To support individual development, students will receive immediate rich contextual feedback about their mistakes, the time spent fulfilling the activity, and the tutorial tips related to the prescription, or clinical scenario, when an exercise is completed. A “Do Again” button also appears at the end of each exercise on the students' interface, and those who are dissatisfied with their scores are encouraged to repeat the activity to promote beginner-level competency. However, this button was removed from the interface considered for the final examination.
DiscussionIn the pharmacy curriculum, there is a need for clinical and practical training in some areas (e.g., community pharmacy practice courses), while the implementation is faced with limited time and space for the sessions, because student numbers are growing, and the cost of providing placements is high.

Stored data entries —

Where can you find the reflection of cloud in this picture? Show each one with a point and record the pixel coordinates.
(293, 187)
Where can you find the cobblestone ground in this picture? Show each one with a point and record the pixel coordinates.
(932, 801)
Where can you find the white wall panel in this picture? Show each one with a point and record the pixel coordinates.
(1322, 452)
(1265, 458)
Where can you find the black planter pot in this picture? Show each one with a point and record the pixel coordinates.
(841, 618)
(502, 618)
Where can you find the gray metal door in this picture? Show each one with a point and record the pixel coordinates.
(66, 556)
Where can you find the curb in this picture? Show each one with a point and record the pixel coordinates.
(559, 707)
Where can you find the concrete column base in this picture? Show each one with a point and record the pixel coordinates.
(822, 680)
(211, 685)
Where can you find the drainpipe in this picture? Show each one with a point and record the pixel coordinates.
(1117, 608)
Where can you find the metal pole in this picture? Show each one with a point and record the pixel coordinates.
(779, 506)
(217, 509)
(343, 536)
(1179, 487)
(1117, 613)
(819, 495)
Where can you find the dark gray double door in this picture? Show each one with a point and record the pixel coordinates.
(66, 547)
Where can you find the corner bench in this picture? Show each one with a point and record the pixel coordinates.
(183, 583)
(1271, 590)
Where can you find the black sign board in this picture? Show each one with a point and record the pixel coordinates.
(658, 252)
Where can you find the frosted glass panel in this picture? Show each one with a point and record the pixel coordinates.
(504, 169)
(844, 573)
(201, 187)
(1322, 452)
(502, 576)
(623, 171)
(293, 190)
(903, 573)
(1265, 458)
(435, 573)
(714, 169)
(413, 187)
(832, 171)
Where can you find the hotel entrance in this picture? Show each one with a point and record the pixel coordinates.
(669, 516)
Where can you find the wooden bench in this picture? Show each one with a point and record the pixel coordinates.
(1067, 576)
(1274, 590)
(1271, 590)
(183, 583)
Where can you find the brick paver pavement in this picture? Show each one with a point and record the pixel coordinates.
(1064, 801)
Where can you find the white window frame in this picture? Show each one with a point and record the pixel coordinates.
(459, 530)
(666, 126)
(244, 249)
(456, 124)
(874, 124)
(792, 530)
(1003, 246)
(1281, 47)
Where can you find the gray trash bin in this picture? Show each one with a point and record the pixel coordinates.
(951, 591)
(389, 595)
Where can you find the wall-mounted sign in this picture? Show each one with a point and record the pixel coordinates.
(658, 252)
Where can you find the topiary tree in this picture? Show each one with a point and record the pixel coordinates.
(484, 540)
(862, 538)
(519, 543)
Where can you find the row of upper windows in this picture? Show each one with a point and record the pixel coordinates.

REQUIRED TASKS —
- A) List the kinds of feedback that, according to the pharmacy training text, students receive when they complete an exercise.
- B) In the pharmacy training text, what was taken off the interface used for the final examination?

SOLUTIONS TO THE EXERCISE —
- A)
- Rich contextual feedback about their mistakes
- The time spent fulfilling the activity
- The tutorial tips related to the prescription or clinical scenario

- B) The "Do Again" button.